Excerpted text:
[SciPy-User] maximising a function
mdekauwe
mdekauwe at gmail.com
Mon Mar 11 02:21:21 EDT 2013
Apologies I just realised np.minimum did not do what I thought, which was
messing up the quadratic calculation. I think this seems like it is working.
I am still not sure if there is a better way to set up the constraints? But
I guess this seems OK.
thanks.
#!/usr/bin/env python
"""
Belinda's optimal N allocation model.
Optimise the distribution of nitrogen within the photosynthetic system to
maximise photosynthesis for a given PAR and CO2 concentration.
Reference:
=========
* Medlyn (1996) The Optimal Allocation of Nitrogen within the C3
Photsynthetic
System at Elevated CO2. Australian Journal of Plant Physiology, 23,
593-603.
"""
__author__ = "Martin De Kauwe"
__version__ = "1.0 (05.03.2013)"
__email__ = "mdekauwe at gmail.com"
import sys
import numpy as np
import matplotlib.pyplot as plt
from scipy.optimize import fsolve
import scipy.optimize
import warnings
class PhotosynthesisModel(object):
"""
Photosynthesis model based on Evans (1989)
References:
-----------
* Evans, 1989
"""
def __init__(self, alpha=0.425, beta=0.7, g_m=0.4, theta=0.7,
K_cat=24.0,
K_s=1.25E-04, MAXIMISE=False):
"""
Parameters
----------
alpha : float
quantum yield of electron transport (mol mol-1)
beta : float
constant of proportionality between atmospheric and
intercellular
CO2 concentrations (-)

What to work on:
(1) Reproduce the part of the SciPy-User post that opens with the words containing "[SciPy-User] maximising a" and closes with "and CO2 concentration.".
(2) Continue the SciPy-User post about the nitrogen allocation code, starting right after its last line.

Dataset content:
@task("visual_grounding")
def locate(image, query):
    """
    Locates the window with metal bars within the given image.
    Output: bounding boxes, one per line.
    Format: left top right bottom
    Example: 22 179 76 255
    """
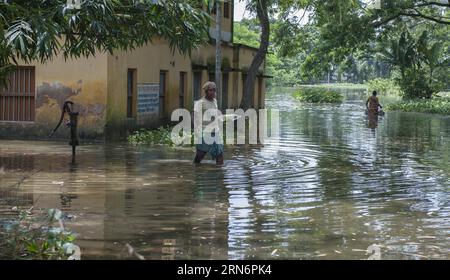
223 1 230 18
0 66 36 122
127 69 136 118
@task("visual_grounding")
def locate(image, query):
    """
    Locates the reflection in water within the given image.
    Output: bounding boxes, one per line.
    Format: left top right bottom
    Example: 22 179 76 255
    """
0 88 450 259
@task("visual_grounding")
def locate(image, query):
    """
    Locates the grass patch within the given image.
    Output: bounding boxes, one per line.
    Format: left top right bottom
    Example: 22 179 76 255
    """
127 126 193 147
300 83 367 90
294 87 344 103
0 209 80 260
386 97 450 115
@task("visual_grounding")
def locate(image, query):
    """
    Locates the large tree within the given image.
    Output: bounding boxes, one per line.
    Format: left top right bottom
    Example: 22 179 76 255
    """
275 0 450 96
0 0 210 81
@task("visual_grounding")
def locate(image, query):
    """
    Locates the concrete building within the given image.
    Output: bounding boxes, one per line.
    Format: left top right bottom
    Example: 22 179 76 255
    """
0 2 265 139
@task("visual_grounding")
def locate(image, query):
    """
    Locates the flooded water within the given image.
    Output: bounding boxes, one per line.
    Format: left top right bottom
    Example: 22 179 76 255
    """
0 89 450 259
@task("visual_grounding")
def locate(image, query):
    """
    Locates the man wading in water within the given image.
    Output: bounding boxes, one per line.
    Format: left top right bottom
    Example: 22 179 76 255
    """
194 82 223 165
366 91 383 114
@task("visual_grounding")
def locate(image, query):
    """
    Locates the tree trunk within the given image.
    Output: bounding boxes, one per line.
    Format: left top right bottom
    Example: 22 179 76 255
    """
215 0 222 108
240 0 270 110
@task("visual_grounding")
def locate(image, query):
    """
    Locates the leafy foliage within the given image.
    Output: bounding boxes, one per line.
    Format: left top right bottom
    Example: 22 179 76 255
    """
387 97 450 115
0 209 75 260
366 78 401 95
0 0 210 84
295 87 344 103
128 126 193 147
380 29 450 99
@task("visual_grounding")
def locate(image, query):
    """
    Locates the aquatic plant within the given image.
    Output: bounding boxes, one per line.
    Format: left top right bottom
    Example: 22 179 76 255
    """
366 78 401 95
0 207 80 260
386 97 450 115
127 126 193 147
294 88 344 103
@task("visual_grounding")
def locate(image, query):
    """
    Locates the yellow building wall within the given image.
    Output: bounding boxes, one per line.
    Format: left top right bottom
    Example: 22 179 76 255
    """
0 54 107 139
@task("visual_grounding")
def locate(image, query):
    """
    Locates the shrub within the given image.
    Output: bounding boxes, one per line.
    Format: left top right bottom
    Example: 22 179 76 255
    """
366 78 401 95
386 97 450 115
128 126 192 147
0 209 80 260
295 88 344 103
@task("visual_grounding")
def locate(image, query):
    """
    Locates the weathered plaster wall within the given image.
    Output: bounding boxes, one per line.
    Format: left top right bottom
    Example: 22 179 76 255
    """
0 54 107 139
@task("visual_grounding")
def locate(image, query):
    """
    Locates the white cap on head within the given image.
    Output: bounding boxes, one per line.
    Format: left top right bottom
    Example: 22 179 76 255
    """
202 82 216 91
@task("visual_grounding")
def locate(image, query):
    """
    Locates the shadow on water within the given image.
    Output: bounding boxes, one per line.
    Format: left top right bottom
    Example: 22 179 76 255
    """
0 90 450 259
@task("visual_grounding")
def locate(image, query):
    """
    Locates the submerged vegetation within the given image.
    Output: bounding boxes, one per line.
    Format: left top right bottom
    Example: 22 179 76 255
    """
127 126 185 147
0 208 80 260
386 97 450 115
294 87 344 103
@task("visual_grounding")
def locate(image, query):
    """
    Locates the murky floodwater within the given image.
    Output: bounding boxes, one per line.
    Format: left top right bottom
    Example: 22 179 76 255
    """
0 90 450 259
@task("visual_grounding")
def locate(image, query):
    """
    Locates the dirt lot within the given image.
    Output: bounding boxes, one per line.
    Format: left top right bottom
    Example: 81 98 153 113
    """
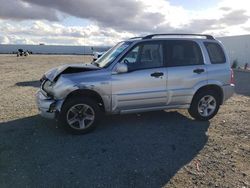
0 55 250 188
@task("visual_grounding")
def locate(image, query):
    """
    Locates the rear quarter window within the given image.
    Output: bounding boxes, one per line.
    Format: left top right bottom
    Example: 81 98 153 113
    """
165 40 204 67
204 42 226 64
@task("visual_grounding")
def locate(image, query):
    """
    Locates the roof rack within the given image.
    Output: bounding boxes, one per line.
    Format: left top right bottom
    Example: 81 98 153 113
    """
129 37 144 40
142 33 215 40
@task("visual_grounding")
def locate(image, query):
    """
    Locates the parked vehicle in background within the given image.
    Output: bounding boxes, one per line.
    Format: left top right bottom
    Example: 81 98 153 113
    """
36 34 234 133
17 49 32 57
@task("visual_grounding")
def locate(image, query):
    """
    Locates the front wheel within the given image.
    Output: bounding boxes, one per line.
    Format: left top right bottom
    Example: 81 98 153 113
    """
59 98 100 134
188 90 220 121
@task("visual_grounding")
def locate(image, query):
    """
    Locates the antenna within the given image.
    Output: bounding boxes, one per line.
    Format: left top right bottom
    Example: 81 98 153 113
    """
83 33 86 63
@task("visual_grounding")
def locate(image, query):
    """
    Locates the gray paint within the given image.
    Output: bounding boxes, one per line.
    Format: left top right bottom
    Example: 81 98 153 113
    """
0 44 109 55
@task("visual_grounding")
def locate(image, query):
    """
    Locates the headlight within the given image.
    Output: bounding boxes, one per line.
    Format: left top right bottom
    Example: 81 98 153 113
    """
42 80 54 95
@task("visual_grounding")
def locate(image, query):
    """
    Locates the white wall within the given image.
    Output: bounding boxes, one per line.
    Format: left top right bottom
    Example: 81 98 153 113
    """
216 35 250 67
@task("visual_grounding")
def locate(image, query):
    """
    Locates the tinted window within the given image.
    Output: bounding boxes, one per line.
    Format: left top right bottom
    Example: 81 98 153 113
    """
165 41 203 67
121 43 163 71
204 42 226 64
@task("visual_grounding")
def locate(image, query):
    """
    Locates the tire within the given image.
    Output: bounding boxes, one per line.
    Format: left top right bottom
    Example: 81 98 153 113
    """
188 90 220 121
59 97 101 134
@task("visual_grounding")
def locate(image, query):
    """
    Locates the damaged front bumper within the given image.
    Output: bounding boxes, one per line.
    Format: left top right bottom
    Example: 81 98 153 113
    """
36 89 63 119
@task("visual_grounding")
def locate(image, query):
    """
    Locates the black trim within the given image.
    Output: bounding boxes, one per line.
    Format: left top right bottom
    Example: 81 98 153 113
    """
142 33 215 40
204 42 227 64
163 39 204 67
117 40 167 73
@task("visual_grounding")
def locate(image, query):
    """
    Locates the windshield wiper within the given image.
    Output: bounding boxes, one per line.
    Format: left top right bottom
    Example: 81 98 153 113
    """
91 61 99 67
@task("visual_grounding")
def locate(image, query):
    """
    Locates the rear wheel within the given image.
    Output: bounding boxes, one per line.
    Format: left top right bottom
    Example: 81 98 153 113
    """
59 98 100 134
188 90 220 121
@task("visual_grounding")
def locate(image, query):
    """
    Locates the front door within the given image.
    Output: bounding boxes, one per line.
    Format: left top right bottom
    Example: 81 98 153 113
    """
112 41 167 111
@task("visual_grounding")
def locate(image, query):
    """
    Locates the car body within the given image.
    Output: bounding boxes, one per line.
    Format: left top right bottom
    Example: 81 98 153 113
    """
36 34 234 133
93 52 105 61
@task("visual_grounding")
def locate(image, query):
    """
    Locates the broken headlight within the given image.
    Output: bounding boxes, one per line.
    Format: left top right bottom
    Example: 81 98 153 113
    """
42 80 54 95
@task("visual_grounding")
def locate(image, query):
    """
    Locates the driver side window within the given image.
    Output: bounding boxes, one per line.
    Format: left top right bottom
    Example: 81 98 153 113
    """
121 42 163 71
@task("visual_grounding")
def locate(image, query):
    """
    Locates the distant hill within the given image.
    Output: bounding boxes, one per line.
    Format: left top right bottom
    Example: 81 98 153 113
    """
0 44 110 55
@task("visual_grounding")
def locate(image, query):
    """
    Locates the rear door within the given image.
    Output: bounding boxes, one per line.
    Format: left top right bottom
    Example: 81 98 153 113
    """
112 41 167 111
164 40 207 105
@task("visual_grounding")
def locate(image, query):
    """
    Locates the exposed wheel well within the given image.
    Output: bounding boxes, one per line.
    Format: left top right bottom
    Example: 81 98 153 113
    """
63 89 105 112
193 85 223 104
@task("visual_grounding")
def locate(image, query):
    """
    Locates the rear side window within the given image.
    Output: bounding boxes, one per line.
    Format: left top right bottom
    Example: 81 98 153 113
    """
204 42 226 64
165 40 203 67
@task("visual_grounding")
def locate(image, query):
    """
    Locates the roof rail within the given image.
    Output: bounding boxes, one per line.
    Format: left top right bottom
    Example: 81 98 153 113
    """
142 33 215 40
129 37 144 40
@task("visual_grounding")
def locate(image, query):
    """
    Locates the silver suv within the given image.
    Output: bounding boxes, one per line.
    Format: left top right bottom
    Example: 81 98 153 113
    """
36 34 234 133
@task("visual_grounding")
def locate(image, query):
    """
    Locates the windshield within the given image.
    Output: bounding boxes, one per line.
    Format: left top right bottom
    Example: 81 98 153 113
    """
94 42 132 68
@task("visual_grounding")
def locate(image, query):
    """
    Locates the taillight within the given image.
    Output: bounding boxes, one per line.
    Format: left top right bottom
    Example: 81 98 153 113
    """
230 69 235 84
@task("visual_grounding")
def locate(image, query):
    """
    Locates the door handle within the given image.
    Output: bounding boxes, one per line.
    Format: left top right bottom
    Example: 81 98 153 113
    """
151 72 164 78
193 69 205 74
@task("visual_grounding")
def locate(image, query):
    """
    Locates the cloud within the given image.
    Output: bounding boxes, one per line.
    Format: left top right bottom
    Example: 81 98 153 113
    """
0 0 250 45
219 10 250 25
0 0 59 21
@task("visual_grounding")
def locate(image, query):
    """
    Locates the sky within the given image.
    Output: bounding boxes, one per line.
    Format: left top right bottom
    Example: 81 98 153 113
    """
0 0 250 46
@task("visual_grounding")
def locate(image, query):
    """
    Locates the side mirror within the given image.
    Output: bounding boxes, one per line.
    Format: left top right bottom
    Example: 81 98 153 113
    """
115 63 128 74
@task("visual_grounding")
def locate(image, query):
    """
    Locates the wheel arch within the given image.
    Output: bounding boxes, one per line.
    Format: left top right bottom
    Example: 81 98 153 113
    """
62 89 105 112
191 84 224 105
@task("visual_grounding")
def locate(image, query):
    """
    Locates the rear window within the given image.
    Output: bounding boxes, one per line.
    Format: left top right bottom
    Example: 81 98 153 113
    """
204 42 226 64
166 40 203 67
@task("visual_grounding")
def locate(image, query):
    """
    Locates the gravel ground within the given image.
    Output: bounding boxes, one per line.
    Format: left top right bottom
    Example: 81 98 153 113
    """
0 55 250 188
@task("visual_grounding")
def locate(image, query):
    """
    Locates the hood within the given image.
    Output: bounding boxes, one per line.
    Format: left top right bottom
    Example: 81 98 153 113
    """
45 63 100 81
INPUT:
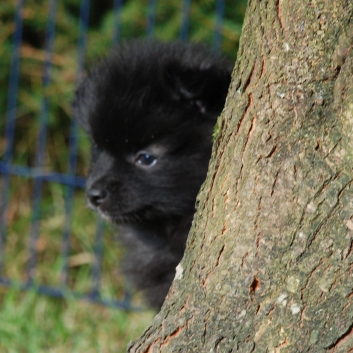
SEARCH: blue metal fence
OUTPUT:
[0,0,244,308]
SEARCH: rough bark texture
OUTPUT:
[128,0,353,353]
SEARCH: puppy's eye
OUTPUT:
[135,152,157,168]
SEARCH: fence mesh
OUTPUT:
[0,0,245,308]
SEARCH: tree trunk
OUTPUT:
[128,0,353,353]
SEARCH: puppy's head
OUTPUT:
[73,42,230,223]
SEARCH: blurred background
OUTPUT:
[0,0,246,353]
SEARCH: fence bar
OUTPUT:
[146,0,157,37]
[113,0,123,45]
[0,0,24,274]
[179,0,191,41]
[92,216,105,297]
[60,0,90,285]
[27,0,57,281]
[212,0,225,52]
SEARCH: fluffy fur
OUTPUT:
[73,41,231,309]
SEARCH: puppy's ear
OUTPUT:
[165,63,231,114]
[71,77,96,133]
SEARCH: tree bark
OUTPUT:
[128,0,353,353]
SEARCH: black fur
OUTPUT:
[73,41,231,308]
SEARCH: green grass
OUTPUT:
[0,0,245,353]
[0,288,152,353]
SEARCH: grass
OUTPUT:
[0,288,152,353]
[0,0,246,353]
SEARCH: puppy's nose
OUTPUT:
[87,188,108,207]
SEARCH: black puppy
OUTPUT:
[73,41,231,309]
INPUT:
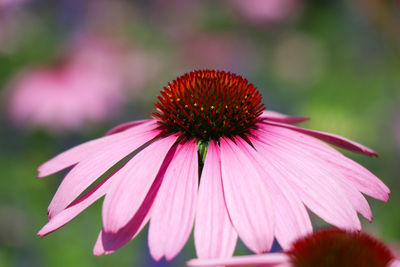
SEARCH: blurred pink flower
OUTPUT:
[38,71,389,260]
[187,229,400,267]
[9,36,150,131]
[232,0,302,23]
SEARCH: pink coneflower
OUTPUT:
[38,71,389,260]
[188,229,400,267]
[8,40,125,132]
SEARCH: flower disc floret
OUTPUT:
[288,229,394,267]
[153,70,265,141]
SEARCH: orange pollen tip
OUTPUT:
[287,229,394,267]
[153,70,265,141]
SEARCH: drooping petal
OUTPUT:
[220,138,274,253]
[194,140,237,259]
[148,140,198,261]
[264,121,378,156]
[261,125,390,201]
[251,127,372,221]
[93,146,176,256]
[106,120,153,135]
[261,110,309,124]
[38,121,155,178]
[103,135,177,233]
[186,253,290,267]
[237,137,312,249]
[37,167,122,236]
[48,122,159,218]
[252,130,361,230]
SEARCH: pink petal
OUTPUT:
[103,135,177,233]
[237,137,312,250]
[251,126,372,221]
[264,121,378,156]
[38,121,156,178]
[37,167,122,236]
[106,120,153,135]
[186,253,290,267]
[262,125,390,201]
[93,143,176,256]
[261,110,309,124]
[148,140,198,261]
[388,259,400,267]
[253,132,361,230]
[194,140,237,259]
[220,138,274,253]
[49,124,159,218]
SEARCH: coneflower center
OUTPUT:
[153,70,265,141]
[287,229,394,267]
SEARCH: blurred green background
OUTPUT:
[0,0,400,267]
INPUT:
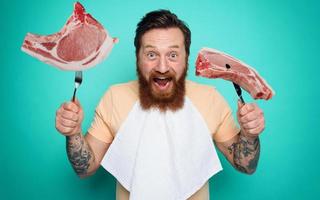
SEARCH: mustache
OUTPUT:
[149,70,176,82]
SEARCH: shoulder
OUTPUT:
[186,80,220,99]
[103,80,138,100]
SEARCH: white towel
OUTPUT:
[101,97,222,200]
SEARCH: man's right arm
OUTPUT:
[66,133,110,178]
[56,100,110,177]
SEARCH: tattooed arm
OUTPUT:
[56,99,110,177]
[66,133,110,178]
[216,132,260,174]
[216,102,265,174]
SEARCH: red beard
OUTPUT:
[137,66,187,112]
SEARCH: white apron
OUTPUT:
[101,97,222,200]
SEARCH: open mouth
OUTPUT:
[153,77,172,90]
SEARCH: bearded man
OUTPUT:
[56,10,265,200]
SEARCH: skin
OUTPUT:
[138,28,186,96]
[56,28,265,177]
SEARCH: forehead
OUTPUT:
[141,28,184,48]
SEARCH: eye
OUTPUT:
[146,51,157,60]
[169,52,178,60]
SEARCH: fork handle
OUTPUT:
[72,88,77,102]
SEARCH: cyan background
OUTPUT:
[0,0,320,200]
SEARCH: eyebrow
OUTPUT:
[144,44,179,49]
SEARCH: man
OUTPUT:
[56,10,265,200]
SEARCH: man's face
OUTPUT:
[137,28,187,111]
[137,28,187,111]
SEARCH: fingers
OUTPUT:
[238,101,257,116]
[245,120,265,136]
[238,103,265,135]
[62,100,80,113]
[55,99,83,136]
[57,116,79,128]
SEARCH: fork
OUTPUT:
[72,71,82,102]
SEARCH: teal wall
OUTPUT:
[0,0,320,200]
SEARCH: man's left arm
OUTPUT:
[216,102,265,174]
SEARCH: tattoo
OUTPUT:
[228,133,260,174]
[66,133,92,176]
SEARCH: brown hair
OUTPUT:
[134,10,191,58]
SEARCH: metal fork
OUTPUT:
[72,71,82,102]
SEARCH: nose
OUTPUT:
[156,56,169,74]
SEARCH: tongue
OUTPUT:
[156,79,168,86]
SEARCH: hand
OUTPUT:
[56,99,83,136]
[237,101,265,138]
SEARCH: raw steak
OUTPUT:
[196,48,275,100]
[21,2,117,71]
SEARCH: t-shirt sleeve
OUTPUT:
[213,91,240,142]
[88,89,114,143]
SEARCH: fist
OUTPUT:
[56,99,83,136]
[237,101,265,137]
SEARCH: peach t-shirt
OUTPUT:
[88,80,239,200]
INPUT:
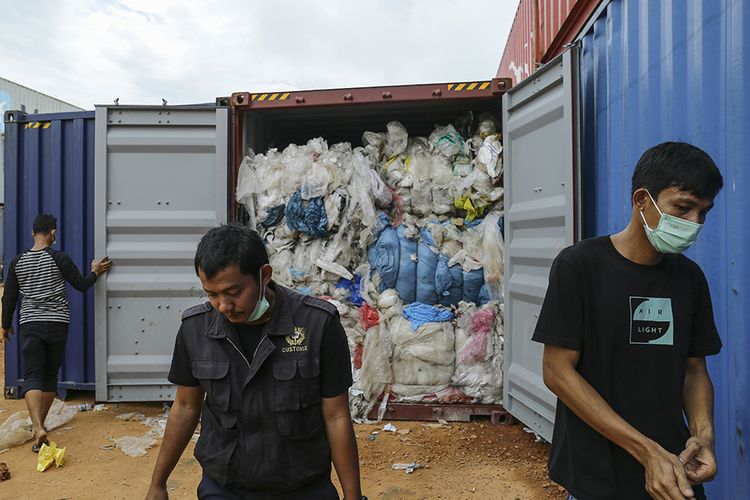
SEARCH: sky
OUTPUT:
[0,0,518,109]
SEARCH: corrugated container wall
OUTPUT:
[581,0,750,499]
[497,0,599,85]
[3,112,95,397]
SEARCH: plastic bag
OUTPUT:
[36,442,65,472]
[404,302,455,330]
[389,316,455,388]
[285,191,328,237]
[115,432,159,458]
[300,163,331,200]
[477,112,500,139]
[407,153,432,215]
[429,125,466,158]
[235,150,260,229]
[385,122,409,159]
[0,411,34,450]
[477,135,503,180]
[482,212,503,301]
[395,224,417,303]
[453,110,474,139]
[359,304,380,331]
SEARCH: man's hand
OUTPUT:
[146,485,169,500]
[642,445,694,500]
[0,327,13,342]
[679,436,717,484]
[91,257,112,276]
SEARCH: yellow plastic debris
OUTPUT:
[36,443,65,472]
[453,195,487,222]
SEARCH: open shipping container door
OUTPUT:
[503,49,581,441]
[95,107,229,401]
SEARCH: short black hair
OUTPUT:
[195,222,268,280]
[31,214,57,234]
[630,142,724,200]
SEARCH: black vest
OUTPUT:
[182,284,338,492]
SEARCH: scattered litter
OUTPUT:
[36,441,65,472]
[393,462,425,474]
[114,431,159,457]
[0,462,10,481]
[0,399,78,449]
[523,427,547,443]
[117,411,146,422]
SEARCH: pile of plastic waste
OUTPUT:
[236,113,503,416]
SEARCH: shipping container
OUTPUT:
[497,0,601,85]
[580,0,750,500]
[93,106,229,401]
[230,79,510,421]
[0,78,83,205]
[3,111,95,398]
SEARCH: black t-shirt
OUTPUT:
[168,304,352,398]
[533,236,721,500]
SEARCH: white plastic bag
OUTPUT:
[385,122,409,159]
[482,212,504,302]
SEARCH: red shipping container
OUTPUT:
[497,0,600,85]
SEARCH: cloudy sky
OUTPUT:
[0,0,518,109]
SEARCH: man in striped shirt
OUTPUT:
[2,214,112,452]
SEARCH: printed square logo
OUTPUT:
[630,297,674,345]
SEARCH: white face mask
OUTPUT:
[640,190,703,253]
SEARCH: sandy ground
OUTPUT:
[0,288,565,500]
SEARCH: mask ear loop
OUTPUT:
[638,189,664,231]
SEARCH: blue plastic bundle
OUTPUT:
[435,254,464,306]
[463,269,484,304]
[367,215,401,292]
[417,229,438,304]
[396,226,417,303]
[336,273,365,306]
[285,191,328,238]
[404,302,456,330]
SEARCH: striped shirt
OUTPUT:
[2,247,96,330]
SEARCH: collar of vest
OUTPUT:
[206,281,294,339]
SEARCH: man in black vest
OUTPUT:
[147,224,361,500]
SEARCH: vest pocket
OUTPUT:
[272,359,323,438]
[192,359,231,411]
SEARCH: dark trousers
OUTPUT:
[18,321,68,394]
[198,473,339,500]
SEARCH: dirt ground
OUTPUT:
[0,288,565,500]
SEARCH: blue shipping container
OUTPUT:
[581,0,750,499]
[3,111,95,398]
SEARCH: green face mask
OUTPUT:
[246,271,270,323]
[641,191,703,253]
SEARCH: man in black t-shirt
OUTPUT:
[147,224,361,500]
[533,143,723,500]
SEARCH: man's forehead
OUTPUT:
[661,186,714,207]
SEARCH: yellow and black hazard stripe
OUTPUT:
[448,82,492,92]
[252,92,292,101]
[24,122,52,128]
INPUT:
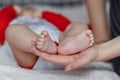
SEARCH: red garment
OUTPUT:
[0,6,17,44]
[42,11,71,31]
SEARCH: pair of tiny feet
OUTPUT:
[36,30,94,55]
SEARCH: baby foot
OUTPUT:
[36,31,57,54]
[58,30,94,55]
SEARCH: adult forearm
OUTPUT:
[86,0,109,43]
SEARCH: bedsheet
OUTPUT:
[0,5,120,80]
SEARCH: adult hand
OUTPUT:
[31,42,98,71]
[65,46,98,71]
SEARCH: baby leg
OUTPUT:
[36,31,57,54]
[58,23,94,55]
[6,24,38,67]
[0,6,22,44]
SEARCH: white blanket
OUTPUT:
[0,41,120,80]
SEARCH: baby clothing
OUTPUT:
[9,16,61,42]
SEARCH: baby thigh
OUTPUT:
[6,24,37,67]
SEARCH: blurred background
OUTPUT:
[0,0,84,7]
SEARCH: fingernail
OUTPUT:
[65,66,71,71]
[70,59,75,62]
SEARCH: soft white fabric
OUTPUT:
[0,5,120,80]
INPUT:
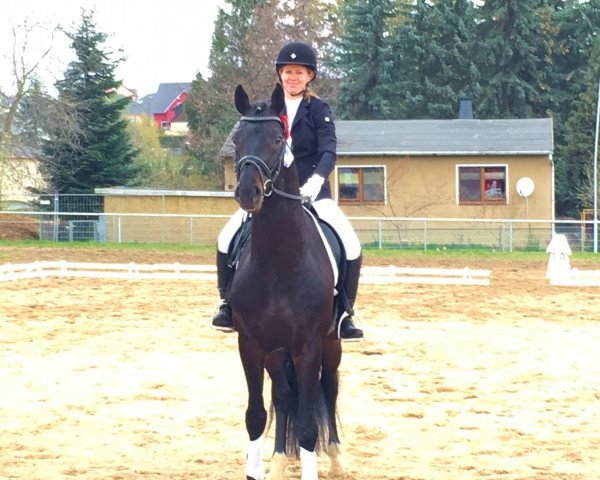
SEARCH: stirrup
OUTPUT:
[335,309,365,342]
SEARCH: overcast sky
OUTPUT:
[0,0,227,96]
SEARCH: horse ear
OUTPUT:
[235,85,250,115]
[271,83,285,115]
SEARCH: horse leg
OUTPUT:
[265,350,293,480]
[321,337,344,478]
[294,342,322,480]
[238,335,267,480]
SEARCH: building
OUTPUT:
[127,83,192,131]
[222,118,555,220]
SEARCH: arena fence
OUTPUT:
[0,194,593,252]
[0,211,593,252]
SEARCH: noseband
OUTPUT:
[235,115,285,197]
[235,115,303,200]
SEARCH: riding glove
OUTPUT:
[283,143,294,168]
[300,173,325,202]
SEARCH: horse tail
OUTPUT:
[269,352,332,458]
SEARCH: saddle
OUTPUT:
[228,204,353,329]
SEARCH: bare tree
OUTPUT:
[0,18,60,144]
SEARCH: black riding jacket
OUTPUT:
[291,97,337,200]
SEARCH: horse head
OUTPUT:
[233,84,285,212]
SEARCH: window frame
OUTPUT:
[455,163,509,205]
[334,164,388,205]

Response list:
(1)
[SciPy-User] maximising a function
mdekauwe
mdekauwe at gmail.com
Mon Mar 11 02:21:21 EDT 2013
Apologies I just realised np.minimum did not do what I thought, which was
messing up the quadratic calculation. I think this seems like it is working.
I am still not sure if there is a better way to set up the constraints? But
I guess this seems OK.
thanks.
#!/usr/bin/env python
"""
Belinda's optimal N allocation model.
Optimise the distribution of nitrogen within the photosynthetic system to
maximise photosynthesis for a given PAR and CO2 concentration.

(2)
g_m : float
Conductance to CO2 transfer between intercellular spaces and
sites
of carboxylation (mol m-2 s-1 bar-1)
theta : float
curvature of the light response (-)
K_cat : float
specific activitt of Rubisco (mol CO2 mol-1 Rubisco s-1)
K_s : float
constant of proportionality between N_s and Jmax (g N m2 s
umol-1)
MAXIMISE : logical
if we want to minimise a function we need to return f(x), if we
want to maximise a function we return -f(x)
"""
self.alpha = alpha
self.beta = beta
self.g_m = g_m
self.theta = theta
self.K_cat = K_cat
self.K_s = K_s
self.sign = 1.0
if MAXIMISE:
self.sign = -1.0
else:
self.sign = 1.0
def calc_photosynthesis(self, N_pools=None, par=None, Km=None, Rd=None,
gamma_star=None, Ca=None, N_p=None,
error=False):
"""
Leaf temperature is assumed to be constant = 25 deg C.
Parameters
----------
N_pools : list of floats
list containing the 5 N pools:
N_c - amount of N in chlorophyll (mol m-2)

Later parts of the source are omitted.